⟨
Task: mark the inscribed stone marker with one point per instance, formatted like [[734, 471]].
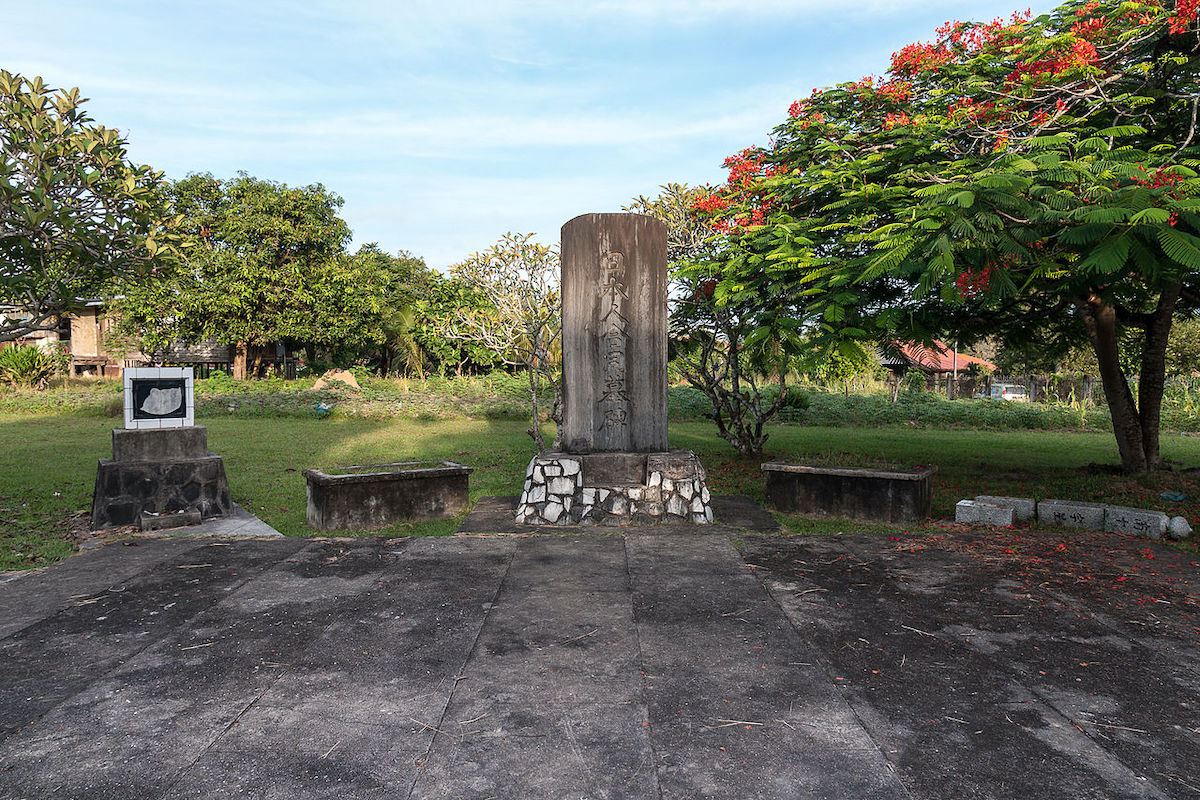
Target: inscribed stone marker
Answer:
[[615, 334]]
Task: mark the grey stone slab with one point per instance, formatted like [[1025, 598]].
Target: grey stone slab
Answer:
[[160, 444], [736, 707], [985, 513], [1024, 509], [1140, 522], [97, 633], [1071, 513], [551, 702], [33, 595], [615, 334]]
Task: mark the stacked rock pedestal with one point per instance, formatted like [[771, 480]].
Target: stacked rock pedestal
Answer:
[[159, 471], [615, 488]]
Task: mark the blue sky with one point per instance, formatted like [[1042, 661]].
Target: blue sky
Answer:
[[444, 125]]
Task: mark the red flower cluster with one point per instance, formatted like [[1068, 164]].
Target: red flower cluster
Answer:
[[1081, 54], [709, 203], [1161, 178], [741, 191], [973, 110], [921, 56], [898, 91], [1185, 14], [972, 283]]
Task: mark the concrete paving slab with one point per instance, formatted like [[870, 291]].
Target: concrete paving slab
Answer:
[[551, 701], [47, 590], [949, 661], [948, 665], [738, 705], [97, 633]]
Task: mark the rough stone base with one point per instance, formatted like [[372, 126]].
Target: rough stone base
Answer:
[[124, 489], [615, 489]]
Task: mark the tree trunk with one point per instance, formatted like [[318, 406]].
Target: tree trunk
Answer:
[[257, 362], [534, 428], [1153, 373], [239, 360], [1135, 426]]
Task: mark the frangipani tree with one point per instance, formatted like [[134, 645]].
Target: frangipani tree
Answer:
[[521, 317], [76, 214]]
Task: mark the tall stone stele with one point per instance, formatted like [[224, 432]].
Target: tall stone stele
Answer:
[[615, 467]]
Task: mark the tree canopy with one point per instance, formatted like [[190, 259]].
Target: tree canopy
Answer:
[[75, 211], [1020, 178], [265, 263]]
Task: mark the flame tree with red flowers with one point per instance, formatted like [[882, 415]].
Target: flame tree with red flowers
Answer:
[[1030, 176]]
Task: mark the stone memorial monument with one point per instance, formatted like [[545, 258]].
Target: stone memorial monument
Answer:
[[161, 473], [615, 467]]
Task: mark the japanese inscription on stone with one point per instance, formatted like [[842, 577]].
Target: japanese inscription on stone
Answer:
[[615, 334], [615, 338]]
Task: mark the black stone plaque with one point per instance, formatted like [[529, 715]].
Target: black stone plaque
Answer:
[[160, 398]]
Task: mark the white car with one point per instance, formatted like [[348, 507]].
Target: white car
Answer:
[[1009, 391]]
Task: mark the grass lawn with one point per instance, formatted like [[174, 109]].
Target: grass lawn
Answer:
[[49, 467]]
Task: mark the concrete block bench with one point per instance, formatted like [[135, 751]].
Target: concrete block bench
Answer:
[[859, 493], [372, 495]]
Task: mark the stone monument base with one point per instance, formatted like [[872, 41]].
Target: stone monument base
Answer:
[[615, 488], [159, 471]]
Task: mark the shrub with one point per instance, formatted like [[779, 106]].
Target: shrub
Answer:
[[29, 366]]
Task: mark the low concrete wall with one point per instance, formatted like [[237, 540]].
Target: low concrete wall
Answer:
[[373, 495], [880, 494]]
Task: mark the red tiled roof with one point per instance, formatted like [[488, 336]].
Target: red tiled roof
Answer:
⟩
WORK TO BE COMPLETED:
Switch every "one point per instance" in the data above to "a single point for each instance" and write all the lines out again with no other changes. Leave the pictures out.

WRITTEN REPLY:
Task: mark the inscribed stone marker with a single point for each instance, formatted like [[734, 471]].
Target: inscribed stone marker
Answer:
[[615, 334]]
Task: mark the grey stone slab with a single point for each instance, formatted like [[1025, 598]].
Target: grey stone slab
Answer:
[[160, 444], [736, 707], [985, 513], [1024, 509], [1140, 522], [97, 633], [1071, 513], [551, 702], [33, 595], [615, 334]]
Task: mark the stacked rock pedestal with a single point for each instance, formatted like [[771, 480]].
Target: stacked rock pedestal
Answer:
[[159, 471], [615, 488]]
Task: mark the blue sky with a single point for each instance, formatted like [[1042, 661]].
Target: blue sky
Answer:
[[444, 125]]
Task: mark the red flower cluster with a single point for each instance, formatted like [[1068, 164]].
Target: red flower cluster
Answer:
[[1081, 54], [709, 203], [1161, 178], [741, 191], [973, 110], [921, 56], [898, 91], [1185, 14], [972, 283]]
Task: mark the concrete paving slab with a single point for each instance, formatted like [[870, 291]].
Target: concrete paving slab
Answer:
[[551, 701], [47, 590], [949, 661], [948, 665], [738, 705], [97, 633]]
Task: mark the rough stone base with a single point for each instance, formatted like [[372, 126]].
Target: rough stone base
Answer:
[[124, 489], [615, 489]]
Task: mark the tree trunk with a single point for each instance, formatted like [[318, 406]].
Target: tree trunk
Answer:
[[257, 362], [534, 428], [1153, 373], [239, 360], [1135, 426]]
Task: mark the frangipani tree with a single point for each instance, formatted like [[134, 645]].
Target: frangipani tree
Answer:
[[521, 317], [76, 214]]
Task: mark the tall stone stele with a single point for each instance, formatted like [[224, 432]].
Target: tall stone stele
Answer:
[[615, 467]]
Task: mark the tree canopy with a single point for each instance, formatted like [[190, 259]].
Target: tree canopy
Answer:
[[75, 211], [1020, 178], [265, 263]]
Task: mark the flame tree with red flowers with a single point for each instance, formatted like [[882, 415]].
Target: flame tree with red flowers
Answer:
[[1030, 176]]
Task: mark the stone memorial monument with a single point for each instance, formatted like [[545, 258]].
Target: stone memorial monument
Answer:
[[161, 473], [615, 467]]
Task: mark the japanese inscription on stone with a single point for each instance, formatted like [[842, 577]].
Target: japanese inscription on stone
Answer:
[[615, 334], [615, 338]]
Task: mark the black stone plaque with a single point for each instance, formatted like [[529, 715]].
Target: black stone plaque
Answer:
[[160, 398]]
Task: mark the white car with a single point for each instance, formatted like [[348, 507]].
Target: white car
Answer:
[[1009, 391]]
Task: mark the grass lawn with a single point for each instance, formatted like [[174, 109]].
Target: grass lawn
Answer:
[[49, 467]]
Task: mark the concrete block bench with a single point for each instance, formatted like [[135, 751]].
Target: concrete block bench
Answer:
[[859, 493], [372, 495]]
Task: mark the stone monument base with a single point for each instance, formatted like [[872, 41]].
Target: stone monument base
Answer:
[[615, 488], [159, 471]]
Task: mark the shrub with a single point for each instance, formatted like [[779, 106]].
Target: shrub
Answer:
[[29, 366]]
Task: mark the low concrete wall with a single point for each instance, formatted like [[237, 540]].
Target: low concrete wall
Answer:
[[373, 495], [880, 494]]
Task: mark the red tiled roof with a single point for each instance, formatted like [[488, 336]].
Target: red tiled roof
Answer:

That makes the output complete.